**Directions for this task:** Scan the listing and work out how many lines contain the word "carved". Nothing but the number should be given.

**Stored data:**
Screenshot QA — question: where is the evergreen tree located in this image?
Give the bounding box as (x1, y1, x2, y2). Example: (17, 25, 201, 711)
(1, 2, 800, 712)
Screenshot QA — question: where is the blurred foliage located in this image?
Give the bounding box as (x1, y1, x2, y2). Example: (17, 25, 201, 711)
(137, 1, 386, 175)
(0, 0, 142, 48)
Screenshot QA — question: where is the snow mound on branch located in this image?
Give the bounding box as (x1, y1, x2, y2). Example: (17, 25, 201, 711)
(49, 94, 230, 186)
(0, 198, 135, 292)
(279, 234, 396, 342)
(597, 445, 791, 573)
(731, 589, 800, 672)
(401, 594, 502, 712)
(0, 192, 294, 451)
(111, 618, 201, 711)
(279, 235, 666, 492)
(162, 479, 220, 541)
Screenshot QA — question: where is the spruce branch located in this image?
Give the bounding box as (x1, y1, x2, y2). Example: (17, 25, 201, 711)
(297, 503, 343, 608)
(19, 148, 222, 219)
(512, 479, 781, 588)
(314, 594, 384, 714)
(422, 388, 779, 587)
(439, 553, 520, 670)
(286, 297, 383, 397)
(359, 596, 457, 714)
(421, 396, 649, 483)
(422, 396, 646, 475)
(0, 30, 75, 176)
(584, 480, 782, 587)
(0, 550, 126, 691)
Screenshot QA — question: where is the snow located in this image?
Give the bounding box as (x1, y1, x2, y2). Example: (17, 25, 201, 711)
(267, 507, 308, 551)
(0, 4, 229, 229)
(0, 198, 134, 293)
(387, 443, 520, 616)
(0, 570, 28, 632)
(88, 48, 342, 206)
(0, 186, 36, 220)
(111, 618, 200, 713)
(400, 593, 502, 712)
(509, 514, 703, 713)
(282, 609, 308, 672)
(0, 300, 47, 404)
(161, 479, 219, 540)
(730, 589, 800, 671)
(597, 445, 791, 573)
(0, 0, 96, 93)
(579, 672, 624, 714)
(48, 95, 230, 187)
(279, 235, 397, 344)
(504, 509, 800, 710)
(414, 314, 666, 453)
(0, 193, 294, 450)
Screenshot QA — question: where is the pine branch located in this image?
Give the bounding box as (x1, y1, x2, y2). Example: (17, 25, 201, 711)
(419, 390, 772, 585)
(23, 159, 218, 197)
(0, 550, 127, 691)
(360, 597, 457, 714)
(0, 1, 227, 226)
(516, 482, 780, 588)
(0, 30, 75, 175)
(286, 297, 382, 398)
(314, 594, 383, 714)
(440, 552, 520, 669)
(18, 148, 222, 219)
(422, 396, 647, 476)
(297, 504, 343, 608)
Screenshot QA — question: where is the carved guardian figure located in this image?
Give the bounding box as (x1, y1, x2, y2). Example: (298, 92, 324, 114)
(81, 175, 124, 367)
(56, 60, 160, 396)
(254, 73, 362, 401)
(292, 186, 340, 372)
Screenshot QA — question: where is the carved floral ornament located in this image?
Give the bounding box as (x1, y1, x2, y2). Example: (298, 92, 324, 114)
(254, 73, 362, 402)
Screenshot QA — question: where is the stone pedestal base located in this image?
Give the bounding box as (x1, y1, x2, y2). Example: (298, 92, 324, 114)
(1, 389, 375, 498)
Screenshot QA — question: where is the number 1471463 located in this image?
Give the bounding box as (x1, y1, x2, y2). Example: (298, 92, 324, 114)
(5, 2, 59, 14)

**Response area:** 2